> **Records supplied**:

Content starts

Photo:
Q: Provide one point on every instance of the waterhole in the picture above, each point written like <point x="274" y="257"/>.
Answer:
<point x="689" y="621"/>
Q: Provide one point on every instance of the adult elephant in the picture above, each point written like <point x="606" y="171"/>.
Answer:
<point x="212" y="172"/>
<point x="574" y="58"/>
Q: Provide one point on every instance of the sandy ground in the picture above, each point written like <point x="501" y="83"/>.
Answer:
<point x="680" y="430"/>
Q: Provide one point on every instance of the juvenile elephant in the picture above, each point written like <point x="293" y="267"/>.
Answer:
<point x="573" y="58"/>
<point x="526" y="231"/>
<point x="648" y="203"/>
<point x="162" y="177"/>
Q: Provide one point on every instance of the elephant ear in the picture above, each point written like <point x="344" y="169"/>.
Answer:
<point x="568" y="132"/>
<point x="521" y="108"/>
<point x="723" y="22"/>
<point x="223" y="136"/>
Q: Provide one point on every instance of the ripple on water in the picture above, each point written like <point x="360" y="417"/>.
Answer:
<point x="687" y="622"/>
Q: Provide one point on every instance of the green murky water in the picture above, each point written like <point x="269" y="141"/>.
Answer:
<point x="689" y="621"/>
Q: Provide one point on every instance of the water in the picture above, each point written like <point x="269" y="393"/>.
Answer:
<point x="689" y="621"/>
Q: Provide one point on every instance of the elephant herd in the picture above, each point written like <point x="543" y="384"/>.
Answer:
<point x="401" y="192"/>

Content ends
Content starts

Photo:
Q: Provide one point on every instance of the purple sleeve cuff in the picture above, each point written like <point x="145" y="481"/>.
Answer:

Content ends
Content starts

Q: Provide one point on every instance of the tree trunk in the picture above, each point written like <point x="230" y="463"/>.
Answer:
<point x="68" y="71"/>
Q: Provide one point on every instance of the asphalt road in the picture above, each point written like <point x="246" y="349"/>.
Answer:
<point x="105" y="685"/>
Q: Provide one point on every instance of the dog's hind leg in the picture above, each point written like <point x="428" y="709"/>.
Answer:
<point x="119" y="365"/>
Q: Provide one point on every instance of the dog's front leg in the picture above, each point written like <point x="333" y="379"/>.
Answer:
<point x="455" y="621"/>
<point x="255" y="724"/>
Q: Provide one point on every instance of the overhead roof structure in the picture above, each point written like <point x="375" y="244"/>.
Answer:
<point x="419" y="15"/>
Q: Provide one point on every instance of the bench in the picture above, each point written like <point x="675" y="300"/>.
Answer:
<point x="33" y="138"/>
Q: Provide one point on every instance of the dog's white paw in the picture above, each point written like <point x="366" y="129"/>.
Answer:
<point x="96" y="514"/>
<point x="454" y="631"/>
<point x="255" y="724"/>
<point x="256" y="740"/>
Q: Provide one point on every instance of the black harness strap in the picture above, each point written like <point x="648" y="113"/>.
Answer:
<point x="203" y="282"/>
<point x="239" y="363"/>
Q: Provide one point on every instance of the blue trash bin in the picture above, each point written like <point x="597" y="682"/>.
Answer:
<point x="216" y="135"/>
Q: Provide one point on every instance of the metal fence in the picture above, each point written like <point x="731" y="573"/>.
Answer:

Content ends

> **Work required**: Show all lines from the data above in which the word "elephant" appears.

> **Your response**:
Q: Provide one point on every instance of the adult elephant in the picture above, each point written like <point x="606" y="171"/>.
Q: Provide one point on every instance of the juvenile elephant in the picture above, each point written like <point x="293" y="267"/>.
Q: Provide one point on every instance of the elephant ear in the picture above, each point written like <point x="344" y="169"/>.
Q: Provide one point on every instance of the elephant herd in the picture above, each point written like <point x="543" y="384"/>.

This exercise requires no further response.